List each line of the material that contains the string "query", with case counting. Copy each matching line in full.
* start Materials provided *
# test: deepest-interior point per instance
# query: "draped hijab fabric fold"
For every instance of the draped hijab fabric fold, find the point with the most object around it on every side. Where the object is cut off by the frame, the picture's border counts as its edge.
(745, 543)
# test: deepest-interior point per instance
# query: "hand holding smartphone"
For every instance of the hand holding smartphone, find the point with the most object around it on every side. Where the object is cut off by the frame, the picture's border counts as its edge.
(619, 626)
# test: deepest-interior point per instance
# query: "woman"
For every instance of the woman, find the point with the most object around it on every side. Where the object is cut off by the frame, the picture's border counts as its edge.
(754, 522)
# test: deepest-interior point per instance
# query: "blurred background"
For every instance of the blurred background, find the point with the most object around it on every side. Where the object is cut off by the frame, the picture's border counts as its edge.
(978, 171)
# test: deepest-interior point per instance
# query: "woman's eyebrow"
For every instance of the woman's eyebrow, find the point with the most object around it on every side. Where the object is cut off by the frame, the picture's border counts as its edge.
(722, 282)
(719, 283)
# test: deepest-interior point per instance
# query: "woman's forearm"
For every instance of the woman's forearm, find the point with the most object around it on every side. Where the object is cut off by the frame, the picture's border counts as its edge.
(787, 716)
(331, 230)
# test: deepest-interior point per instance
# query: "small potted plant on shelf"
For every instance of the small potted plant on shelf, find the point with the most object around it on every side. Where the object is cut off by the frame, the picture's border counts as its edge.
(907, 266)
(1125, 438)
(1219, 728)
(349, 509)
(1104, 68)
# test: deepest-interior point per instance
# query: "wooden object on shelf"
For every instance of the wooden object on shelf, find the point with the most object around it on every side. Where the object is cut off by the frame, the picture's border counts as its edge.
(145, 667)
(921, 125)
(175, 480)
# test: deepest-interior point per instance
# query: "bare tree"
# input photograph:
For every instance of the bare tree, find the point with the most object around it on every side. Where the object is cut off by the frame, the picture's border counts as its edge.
* end Materials provided *
• **Problem solution**
# query: "draped hijab fabric fold"
# query: "hand holding smartphone"
# query: "woman"
# query: "blurred background"
# query: "woman's eyebrow"
# query: "woman's forearm"
# query: "small potted plant on shelf"
# query: "wooden object on shelf"
# query: "bare tree"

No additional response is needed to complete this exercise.